- _SHORT PROBLEM_:
Repeat exactly, and only, the lines from the line containing "Where can you spot the brown" through the last line of the records below, including both.

(Dataset rows on where objects appear)
** Begin **

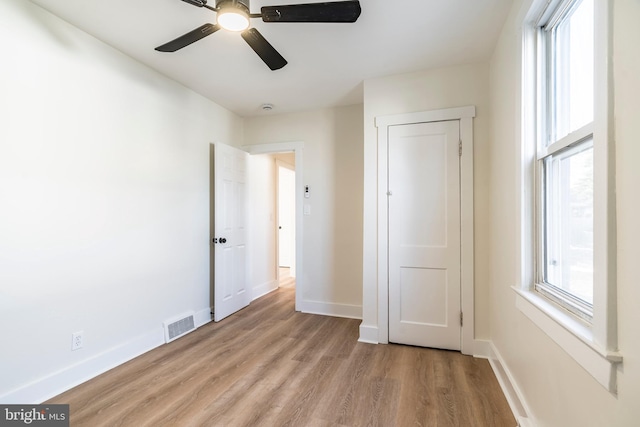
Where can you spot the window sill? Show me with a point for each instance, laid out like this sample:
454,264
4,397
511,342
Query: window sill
572,335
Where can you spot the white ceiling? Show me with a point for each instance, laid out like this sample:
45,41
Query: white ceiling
327,62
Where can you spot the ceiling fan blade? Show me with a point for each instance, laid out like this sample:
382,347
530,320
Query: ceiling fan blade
199,3
337,11
263,48
187,39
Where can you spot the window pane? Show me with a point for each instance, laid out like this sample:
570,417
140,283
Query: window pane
569,221
572,71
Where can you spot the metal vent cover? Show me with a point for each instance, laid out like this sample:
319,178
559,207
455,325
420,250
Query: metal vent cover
177,328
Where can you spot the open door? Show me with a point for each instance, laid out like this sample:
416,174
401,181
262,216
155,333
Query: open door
229,268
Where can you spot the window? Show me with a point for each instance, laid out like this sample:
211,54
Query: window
564,267
567,176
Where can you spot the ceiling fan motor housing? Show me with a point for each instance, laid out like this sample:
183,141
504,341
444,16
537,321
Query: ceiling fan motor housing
238,4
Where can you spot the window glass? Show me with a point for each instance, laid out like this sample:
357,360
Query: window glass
569,221
572,70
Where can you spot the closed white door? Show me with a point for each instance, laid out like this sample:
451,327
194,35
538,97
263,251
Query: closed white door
230,278
424,234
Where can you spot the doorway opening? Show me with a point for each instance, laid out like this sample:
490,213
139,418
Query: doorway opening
287,219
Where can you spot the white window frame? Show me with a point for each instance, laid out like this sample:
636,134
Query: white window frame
592,345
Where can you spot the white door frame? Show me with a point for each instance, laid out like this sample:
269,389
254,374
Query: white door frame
297,149
465,115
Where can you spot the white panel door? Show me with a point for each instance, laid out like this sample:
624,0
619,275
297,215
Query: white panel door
424,234
230,283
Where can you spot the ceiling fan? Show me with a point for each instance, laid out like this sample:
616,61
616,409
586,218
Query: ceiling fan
234,15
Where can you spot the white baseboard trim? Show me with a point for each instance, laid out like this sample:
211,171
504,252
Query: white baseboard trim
263,289
368,334
482,349
58,382
510,388
330,309
203,317
65,379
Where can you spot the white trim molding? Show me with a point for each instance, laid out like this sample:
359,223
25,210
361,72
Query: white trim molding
572,335
465,116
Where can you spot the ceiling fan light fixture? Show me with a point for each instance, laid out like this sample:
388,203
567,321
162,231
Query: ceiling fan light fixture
233,19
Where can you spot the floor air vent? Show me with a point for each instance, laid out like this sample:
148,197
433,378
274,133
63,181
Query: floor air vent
177,328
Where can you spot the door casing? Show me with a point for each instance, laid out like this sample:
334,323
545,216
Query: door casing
297,148
465,115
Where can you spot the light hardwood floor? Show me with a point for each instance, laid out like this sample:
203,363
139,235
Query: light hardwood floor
270,366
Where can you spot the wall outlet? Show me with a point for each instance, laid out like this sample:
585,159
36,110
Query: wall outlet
77,340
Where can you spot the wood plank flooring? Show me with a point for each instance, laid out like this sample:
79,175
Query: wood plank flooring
270,366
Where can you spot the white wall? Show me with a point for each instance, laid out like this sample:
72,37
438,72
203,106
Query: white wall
556,389
424,91
332,167
104,203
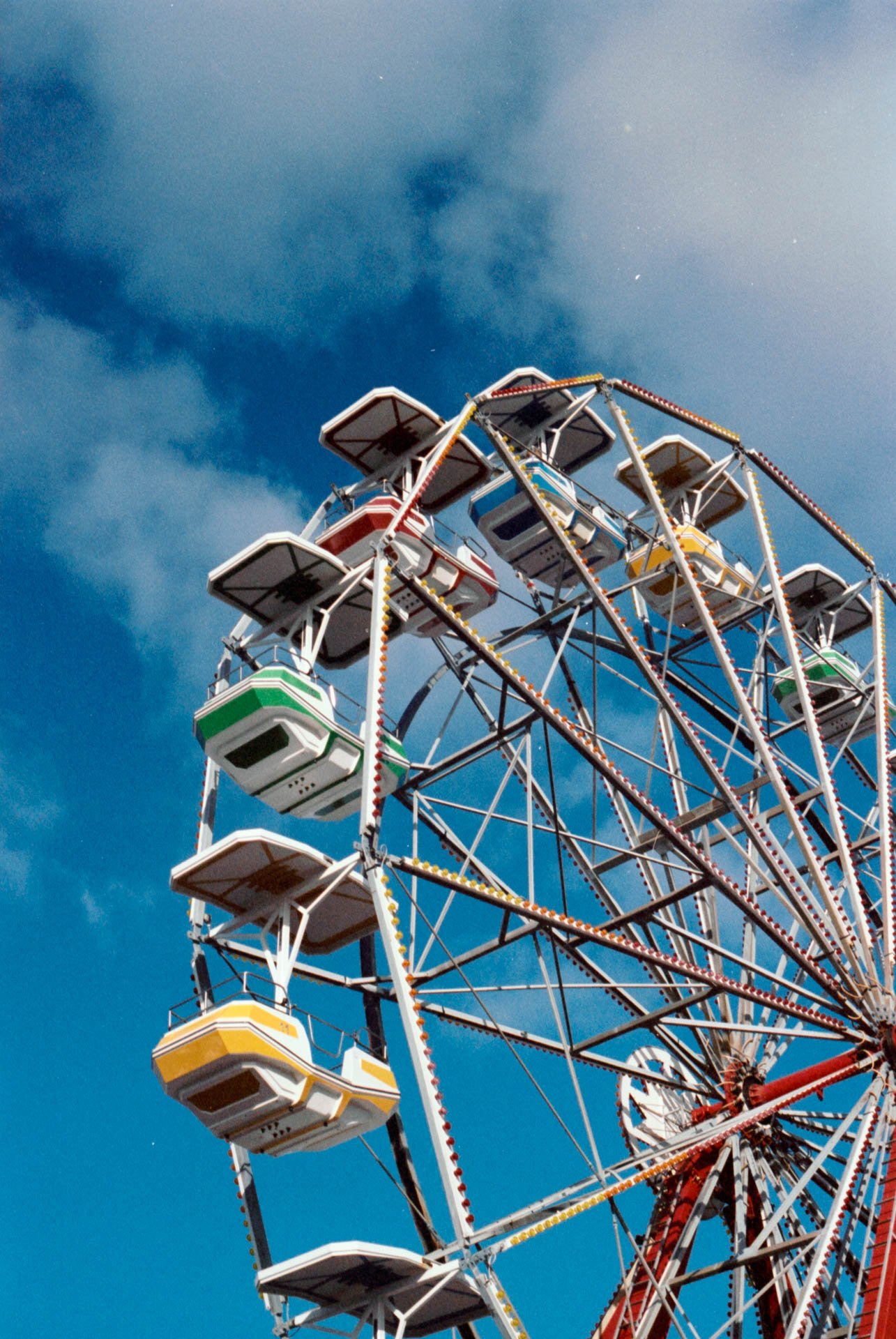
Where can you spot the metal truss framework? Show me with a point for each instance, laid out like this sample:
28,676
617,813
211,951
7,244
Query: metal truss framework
619,868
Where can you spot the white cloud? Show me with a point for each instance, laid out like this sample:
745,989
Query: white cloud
103,460
247,160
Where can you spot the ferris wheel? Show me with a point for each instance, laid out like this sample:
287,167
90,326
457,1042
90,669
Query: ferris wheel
606,903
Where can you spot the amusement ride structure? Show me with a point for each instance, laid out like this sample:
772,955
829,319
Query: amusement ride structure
606,900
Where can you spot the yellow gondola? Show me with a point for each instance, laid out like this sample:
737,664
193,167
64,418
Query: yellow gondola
247,1071
725,583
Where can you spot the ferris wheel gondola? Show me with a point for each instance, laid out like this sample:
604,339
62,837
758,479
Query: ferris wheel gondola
615,826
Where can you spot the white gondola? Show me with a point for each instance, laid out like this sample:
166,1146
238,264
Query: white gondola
824,605
247,1071
289,586
251,873
386,434
693,485
552,421
276,736
727,584
844,704
461,577
515,528
433,1295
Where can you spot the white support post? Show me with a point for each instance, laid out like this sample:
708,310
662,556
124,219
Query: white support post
386,909
398,962
884,785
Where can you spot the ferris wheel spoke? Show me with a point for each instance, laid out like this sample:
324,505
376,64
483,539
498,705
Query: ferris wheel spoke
667,891
827,1240
811,723
745,707
612,774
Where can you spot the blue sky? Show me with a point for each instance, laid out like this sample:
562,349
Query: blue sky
227,221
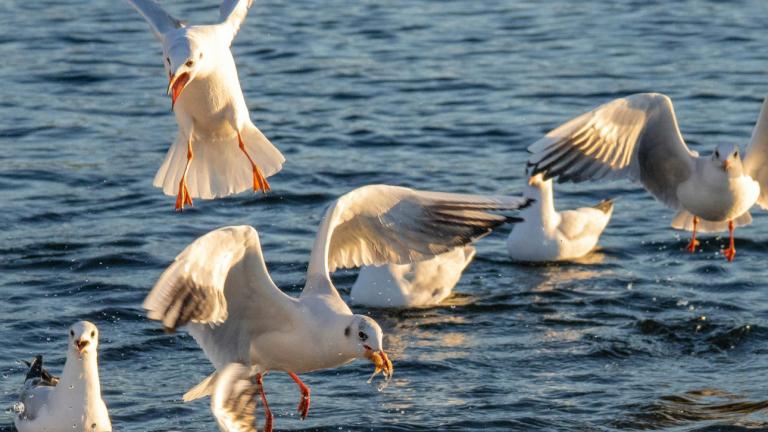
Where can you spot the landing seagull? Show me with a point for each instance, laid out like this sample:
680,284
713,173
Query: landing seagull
548,235
218,150
72,402
637,137
220,288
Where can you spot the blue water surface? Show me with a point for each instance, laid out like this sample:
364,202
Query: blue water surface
441,95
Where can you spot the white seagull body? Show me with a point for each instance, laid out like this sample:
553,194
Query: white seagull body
218,150
220,287
548,235
637,137
72,402
423,283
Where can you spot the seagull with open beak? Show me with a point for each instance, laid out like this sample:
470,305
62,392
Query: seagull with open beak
218,150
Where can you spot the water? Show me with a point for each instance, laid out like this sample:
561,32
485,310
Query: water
437,95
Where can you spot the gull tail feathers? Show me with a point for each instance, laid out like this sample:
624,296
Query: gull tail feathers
684,221
605,206
202,389
218,167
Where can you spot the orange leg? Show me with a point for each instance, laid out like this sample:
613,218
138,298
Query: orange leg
183,197
267,412
694,243
730,253
259,181
304,403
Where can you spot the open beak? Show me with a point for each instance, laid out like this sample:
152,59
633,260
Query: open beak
176,84
81,344
382,363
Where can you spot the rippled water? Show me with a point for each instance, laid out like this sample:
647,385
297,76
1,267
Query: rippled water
438,95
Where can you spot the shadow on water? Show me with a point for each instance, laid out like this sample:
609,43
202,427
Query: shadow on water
723,410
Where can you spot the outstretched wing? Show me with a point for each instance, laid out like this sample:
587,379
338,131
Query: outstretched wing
160,21
234,399
380,224
636,137
756,159
220,276
233,13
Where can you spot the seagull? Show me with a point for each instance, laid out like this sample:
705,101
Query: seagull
419,284
637,137
72,402
548,235
218,151
220,288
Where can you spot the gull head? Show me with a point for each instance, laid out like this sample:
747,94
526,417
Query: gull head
726,157
365,337
83,338
183,61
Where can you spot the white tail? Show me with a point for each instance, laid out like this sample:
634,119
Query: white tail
219,168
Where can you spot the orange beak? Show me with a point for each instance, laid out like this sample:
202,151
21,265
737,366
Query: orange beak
381,362
176,85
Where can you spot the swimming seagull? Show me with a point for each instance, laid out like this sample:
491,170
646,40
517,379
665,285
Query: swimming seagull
548,235
637,137
72,402
418,284
218,151
220,288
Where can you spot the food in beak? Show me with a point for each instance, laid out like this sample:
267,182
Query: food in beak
176,85
382,363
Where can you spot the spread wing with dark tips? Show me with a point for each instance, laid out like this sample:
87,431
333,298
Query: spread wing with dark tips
234,399
636,137
380,224
223,266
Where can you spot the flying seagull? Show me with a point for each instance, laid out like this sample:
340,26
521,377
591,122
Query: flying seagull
637,137
218,151
220,288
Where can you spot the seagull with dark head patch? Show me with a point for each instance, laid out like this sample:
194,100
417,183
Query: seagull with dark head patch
218,150
637,137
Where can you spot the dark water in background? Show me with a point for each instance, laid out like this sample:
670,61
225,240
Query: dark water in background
432,94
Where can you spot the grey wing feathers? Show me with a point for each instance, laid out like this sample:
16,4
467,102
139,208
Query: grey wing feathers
636,137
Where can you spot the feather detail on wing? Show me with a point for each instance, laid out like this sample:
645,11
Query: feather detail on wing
233,13
221,267
160,21
636,137
380,224
756,159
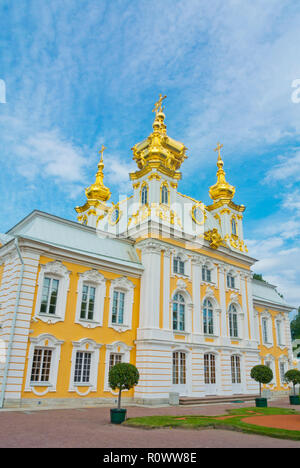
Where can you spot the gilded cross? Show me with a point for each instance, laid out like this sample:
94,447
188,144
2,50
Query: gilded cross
101,152
158,105
218,149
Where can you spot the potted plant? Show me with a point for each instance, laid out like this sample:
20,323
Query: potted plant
293,375
262,375
122,376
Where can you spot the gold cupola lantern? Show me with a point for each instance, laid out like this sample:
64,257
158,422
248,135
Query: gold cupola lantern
98,191
222,190
159,152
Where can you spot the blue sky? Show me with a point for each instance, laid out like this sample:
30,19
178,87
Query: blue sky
79,74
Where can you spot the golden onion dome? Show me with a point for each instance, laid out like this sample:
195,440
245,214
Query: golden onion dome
98,191
222,190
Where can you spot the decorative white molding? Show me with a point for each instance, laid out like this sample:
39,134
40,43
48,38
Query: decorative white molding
126,286
55,270
118,347
95,279
90,346
49,342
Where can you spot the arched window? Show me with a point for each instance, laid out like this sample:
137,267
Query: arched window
178,265
230,281
144,195
179,368
206,274
164,195
209,369
178,312
235,369
233,227
233,321
208,323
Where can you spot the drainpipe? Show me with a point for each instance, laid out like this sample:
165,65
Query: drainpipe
13,326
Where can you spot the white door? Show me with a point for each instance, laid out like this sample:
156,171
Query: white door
210,374
179,373
236,374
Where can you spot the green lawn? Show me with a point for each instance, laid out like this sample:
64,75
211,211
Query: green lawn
234,422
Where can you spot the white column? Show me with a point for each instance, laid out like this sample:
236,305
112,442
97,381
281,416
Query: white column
150,285
248,283
166,290
196,275
223,319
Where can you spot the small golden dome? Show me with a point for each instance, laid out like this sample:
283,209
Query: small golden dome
98,191
222,190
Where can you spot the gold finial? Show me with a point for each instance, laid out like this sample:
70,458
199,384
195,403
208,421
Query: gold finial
98,190
218,149
101,152
221,190
158,105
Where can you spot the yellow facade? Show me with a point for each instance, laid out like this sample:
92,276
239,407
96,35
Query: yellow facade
69,331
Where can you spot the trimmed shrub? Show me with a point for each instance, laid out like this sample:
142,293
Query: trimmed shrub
261,374
123,376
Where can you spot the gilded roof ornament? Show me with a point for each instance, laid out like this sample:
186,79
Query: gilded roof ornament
98,191
159,151
222,190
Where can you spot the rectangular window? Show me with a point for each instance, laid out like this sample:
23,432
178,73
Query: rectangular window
233,325
41,364
230,281
118,307
206,274
114,359
278,326
265,330
82,367
235,369
87,302
49,296
282,372
178,266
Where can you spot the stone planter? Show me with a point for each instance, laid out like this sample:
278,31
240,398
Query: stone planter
261,402
294,400
117,416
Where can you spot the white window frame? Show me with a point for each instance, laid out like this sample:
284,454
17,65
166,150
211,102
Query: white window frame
268,318
280,343
124,285
118,347
282,361
45,341
90,346
95,279
178,312
213,272
185,260
238,325
207,333
270,358
58,271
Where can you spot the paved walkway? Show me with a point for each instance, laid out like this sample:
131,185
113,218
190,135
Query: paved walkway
90,427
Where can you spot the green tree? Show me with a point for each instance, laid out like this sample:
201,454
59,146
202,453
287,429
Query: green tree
293,375
295,326
123,376
262,374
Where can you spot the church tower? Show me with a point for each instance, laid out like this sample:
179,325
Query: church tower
226,212
95,207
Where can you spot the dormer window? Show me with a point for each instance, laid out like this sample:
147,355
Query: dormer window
49,296
178,266
206,274
144,195
164,195
230,281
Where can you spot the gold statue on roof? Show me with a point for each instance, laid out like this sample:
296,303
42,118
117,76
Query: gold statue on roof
158,107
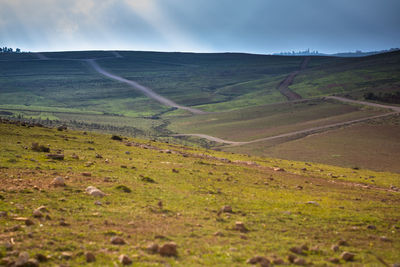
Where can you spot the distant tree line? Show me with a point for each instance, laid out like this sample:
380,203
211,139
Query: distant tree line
9,50
299,53
384,97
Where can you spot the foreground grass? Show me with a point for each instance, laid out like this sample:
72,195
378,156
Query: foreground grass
192,185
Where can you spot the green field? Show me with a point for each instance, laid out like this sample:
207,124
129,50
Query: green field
161,193
240,91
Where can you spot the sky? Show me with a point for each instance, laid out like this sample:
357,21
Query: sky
252,26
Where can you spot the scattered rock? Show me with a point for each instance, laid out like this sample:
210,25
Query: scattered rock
297,250
116,137
37,214
333,260
90,257
123,188
58,182
264,262
88,164
227,209
8,246
93,191
385,239
292,258
22,260
116,240
42,209
300,261
41,258
39,148
278,261
55,156
313,203
168,250
240,227
29,222
66,255
218,234
124,260
347,256
152,248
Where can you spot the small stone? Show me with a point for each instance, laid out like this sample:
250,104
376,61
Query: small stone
304,247
218,234
300,261
297,250
124,260
333,260
168,249
278,261
8,246
93,191
88,164
116,240
37,214
90,257
55,156
240,227
264,262
58,181
347,256
152,248
29,222
66,255
22,260
227,209
292,258
41,258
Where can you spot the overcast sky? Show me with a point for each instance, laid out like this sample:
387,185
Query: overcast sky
254,26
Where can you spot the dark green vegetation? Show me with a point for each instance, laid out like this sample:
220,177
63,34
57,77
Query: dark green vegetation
159,193
240,89
351,77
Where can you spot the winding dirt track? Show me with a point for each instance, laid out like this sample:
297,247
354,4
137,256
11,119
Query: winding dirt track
143,89
396,110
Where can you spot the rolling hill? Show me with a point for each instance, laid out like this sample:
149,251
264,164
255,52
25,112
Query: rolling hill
243,98
105,200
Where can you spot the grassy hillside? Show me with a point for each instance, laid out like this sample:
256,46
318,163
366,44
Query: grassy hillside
352,77
160,193
240,89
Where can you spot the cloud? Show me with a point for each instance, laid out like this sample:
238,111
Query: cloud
200,25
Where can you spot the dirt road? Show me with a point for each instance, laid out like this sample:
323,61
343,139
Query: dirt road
145,90
395,109
283,87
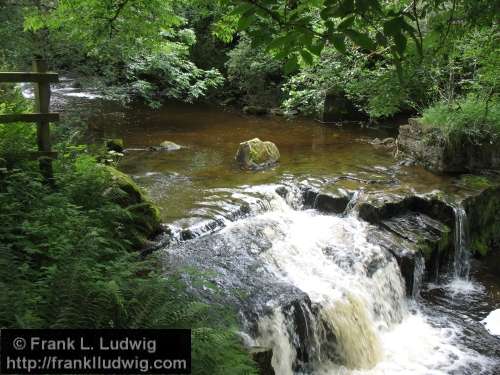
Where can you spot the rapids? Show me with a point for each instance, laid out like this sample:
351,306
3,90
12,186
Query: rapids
313,287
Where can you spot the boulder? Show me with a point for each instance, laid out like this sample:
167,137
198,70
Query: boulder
428,147
388,143
115,145
263,357
255,110
256,154
166,146
331,202
484,221
277,112
413,229
145,222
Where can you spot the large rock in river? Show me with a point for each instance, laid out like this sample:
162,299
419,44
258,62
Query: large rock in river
256,154
428,147
144,220
166,146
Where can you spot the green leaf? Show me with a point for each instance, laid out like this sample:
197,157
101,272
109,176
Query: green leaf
317,46
346,23
381,39
394,26
291,65
306,56
338,41
277,43
400,42
245,21
362,40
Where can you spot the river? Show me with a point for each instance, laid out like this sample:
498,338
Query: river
312,286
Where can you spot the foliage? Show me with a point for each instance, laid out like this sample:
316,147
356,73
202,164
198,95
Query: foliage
474,118
68,260
168,73
254,74
300,30
373,87
17,138
74,267
149,60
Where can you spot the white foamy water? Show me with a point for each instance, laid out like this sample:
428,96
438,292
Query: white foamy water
359,292
458,287
492,322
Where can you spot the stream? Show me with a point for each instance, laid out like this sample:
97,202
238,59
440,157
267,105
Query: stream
314,287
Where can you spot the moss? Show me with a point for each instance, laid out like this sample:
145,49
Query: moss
479,246
475,182
145,216
255,153
484,221
440,248
425,249
115,145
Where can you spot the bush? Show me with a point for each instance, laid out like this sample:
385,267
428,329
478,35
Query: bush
254,75
470,118
66,262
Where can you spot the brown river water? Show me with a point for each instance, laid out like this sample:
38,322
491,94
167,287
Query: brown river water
281,256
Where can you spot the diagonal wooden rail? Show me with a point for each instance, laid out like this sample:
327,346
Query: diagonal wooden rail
43,117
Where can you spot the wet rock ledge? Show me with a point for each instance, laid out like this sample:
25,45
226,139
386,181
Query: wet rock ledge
428,147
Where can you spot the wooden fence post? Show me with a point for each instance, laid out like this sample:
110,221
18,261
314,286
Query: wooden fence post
42,105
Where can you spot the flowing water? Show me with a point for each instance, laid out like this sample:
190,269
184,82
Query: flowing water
313,287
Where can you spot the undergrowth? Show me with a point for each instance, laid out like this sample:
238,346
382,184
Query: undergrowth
474,119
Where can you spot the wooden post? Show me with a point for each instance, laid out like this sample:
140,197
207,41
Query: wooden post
42,104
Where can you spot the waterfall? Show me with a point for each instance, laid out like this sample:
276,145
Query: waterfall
352,202
349,321
418,275
324,296
461,264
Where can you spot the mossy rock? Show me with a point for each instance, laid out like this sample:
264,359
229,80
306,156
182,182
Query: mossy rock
145,222
255,110
166,146
256,154
484,220
115,145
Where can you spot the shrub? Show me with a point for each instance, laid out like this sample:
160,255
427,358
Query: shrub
476,119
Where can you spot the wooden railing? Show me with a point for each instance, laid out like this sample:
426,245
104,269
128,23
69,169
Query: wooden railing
43,117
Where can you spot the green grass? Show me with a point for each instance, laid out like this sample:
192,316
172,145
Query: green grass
469,118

** End **

- _TASK RESPONSE_:
Where can you spot the brown river water? Show me with a point for each instance, laid out like this sample:
38,322
491,94
167,287
Query: brown river water
281,256
Where can you spot the diagonal wooden rail? Show me with a point for each instance, laid out like this sample:
327,346
Query: diagonal wooden rail
43,117
Where can you spot the wet rock ledge? Show me with a point for each instance, laid out like this sample:
25,45
226,139
386,181
Query: wet rock ledge
428,147
Where can you spot the wooden fence post? Show me with a point for each instance, laid out like this sample:
110,221
18,261
314,286
Query: wooden fence post
42,105
Where can you spot the flowing water? Show me with a point for each instance, laid out like this sample:
190,269
184,82
Query: flowing water
313,287
Where can you spot the undergrowth? Show me with a point for each instance, laid out like this sample:
238,346
382,184
Query: undergrowth
474,119
Where can you spot the wooden post? Show me with a point for each instance, laid out like this sample:
140,197
207,41
Query: wooden post
42,104
Where can you spot the waterfall? Show me with a point for each instance, laid out like this sample:
276,145
Query: waterfall
352,202
349,321
418,275
324,296
461,264
Where can you spot the mossy rock? Show me with a point for each instance, laid out like this sample:
264,359
229,80
306,156
182,182
Query: mossy rock
145,222
255,110
166,146
256,154
484,220
115,145
Where can you spot the shrub? Show me with a point for each instance, laid out like this sample:
160,255
427,358
Query: shrub
476,119
Where can you spot the wooden railing? Show me with a point for each instance, laid out like this sample:
426,245
104,269
128,23
69,169
Query: wooden railing
43,117
Where can you spot the green grass? Show me with a point for each instance, laid out like this sample:
192,316
172,145
Query: green grass
469,118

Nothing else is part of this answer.